[Stored data entries]
+-------+
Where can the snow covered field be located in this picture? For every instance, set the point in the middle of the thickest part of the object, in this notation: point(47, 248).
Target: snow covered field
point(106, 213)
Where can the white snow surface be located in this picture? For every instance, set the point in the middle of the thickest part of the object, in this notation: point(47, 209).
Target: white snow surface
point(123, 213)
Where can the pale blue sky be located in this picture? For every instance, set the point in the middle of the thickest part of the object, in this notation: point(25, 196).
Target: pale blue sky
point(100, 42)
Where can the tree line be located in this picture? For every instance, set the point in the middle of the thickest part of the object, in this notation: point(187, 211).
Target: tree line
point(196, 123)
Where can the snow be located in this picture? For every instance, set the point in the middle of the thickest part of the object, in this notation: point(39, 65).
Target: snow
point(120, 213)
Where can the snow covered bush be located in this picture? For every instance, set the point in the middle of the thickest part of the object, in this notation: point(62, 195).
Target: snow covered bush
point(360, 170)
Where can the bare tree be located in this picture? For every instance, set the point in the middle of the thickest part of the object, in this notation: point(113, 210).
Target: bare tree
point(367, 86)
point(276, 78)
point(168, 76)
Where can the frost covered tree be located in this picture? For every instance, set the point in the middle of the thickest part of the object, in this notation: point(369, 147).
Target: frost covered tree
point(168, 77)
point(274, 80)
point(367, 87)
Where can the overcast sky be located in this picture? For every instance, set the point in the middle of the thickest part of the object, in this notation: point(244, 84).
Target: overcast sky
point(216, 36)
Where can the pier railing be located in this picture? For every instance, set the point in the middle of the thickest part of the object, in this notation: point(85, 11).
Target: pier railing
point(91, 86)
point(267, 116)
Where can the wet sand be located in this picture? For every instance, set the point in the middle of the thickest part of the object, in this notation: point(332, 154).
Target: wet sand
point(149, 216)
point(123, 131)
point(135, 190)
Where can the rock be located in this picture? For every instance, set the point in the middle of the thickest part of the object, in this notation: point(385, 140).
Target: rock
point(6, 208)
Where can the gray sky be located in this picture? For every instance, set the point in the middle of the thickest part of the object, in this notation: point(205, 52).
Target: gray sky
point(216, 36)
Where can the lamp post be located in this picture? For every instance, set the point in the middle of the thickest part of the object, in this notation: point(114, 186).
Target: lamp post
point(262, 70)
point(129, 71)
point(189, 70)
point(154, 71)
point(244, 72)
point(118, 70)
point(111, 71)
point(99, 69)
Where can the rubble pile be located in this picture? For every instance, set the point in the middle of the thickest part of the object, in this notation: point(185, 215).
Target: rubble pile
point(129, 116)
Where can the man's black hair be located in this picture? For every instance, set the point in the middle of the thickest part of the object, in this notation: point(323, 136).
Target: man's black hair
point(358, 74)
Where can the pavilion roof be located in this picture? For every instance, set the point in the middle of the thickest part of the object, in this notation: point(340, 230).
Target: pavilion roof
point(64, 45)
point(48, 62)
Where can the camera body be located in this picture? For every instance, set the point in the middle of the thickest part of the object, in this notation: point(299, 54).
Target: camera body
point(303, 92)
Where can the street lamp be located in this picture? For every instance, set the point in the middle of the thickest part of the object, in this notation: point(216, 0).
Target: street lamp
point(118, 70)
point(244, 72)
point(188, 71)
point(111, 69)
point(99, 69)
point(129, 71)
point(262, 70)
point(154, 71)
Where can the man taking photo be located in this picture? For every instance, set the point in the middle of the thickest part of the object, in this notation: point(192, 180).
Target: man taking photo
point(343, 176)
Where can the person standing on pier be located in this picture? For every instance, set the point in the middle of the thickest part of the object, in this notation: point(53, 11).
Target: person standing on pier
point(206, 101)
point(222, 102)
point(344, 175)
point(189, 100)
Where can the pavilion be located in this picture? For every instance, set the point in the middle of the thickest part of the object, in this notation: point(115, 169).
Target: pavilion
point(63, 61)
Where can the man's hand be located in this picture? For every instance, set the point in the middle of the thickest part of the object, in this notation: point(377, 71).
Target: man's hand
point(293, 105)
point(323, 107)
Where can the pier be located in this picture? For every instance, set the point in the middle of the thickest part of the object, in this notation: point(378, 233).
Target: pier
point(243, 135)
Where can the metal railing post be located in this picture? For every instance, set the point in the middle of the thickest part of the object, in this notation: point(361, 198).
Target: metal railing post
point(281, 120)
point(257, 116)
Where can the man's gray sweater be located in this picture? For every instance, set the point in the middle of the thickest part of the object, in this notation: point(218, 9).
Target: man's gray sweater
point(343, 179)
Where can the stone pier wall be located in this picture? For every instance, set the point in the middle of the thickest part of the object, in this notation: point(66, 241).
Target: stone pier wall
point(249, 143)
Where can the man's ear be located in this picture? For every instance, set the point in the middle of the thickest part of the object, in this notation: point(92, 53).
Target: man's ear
+-------+
> ASSIGNMENT
Exactly as they stand, set down the lines from the top of the data through the line with "Where can the frost".

> ANSWER BOX
Where can the snow covered field be located in this picture? For every instance, set the point in the middle of the thickest part of the object, in this notation: point(47, 248).
Target: snow covered field
point(106, 213)
Where can the white snow surface be located in this picture? For every instance, set the point in the middle of the thickest part of the object, in this notation: point(47, 209).
Target: white snow surface
point(123, 213)
Where can the pale blue sky be located in this picture? For every instance, set the point in the middle of the thickest part of the object, in this notation: point(25, 196).
Target: pale blue sky
point(100, 42)
Where can the tree line be located in this picture? For every instance, set the point in the middle of the thickest part of the object, in this notation: point(187, 211).
Target: tree line
point(196, 123)
Where can the snow be located in this picture? For every instance, set the point in the middle of the thickest part of the object, in this notation: point(39, 65).
Target: snow
point(120, 213)
Where can the snow covered bush be located in this picture? For every instance, set the point in the middle of the thickest part of the object, in this notation: point(62, 195).
Target: snow covered bush
point(360, 170)
Where can the bare tree be located in this picture? For every instance, set the point in the middle of the thickest part of the object, in this notation: point(113, 210).
Target: bare tree
point(367, 86)
point(276, 78)
point(168, 76)
Where can the frost covered tree be located in this picture? For every instance, set the point in the middle of the thickest part of the object, in this notation: point(369, 147).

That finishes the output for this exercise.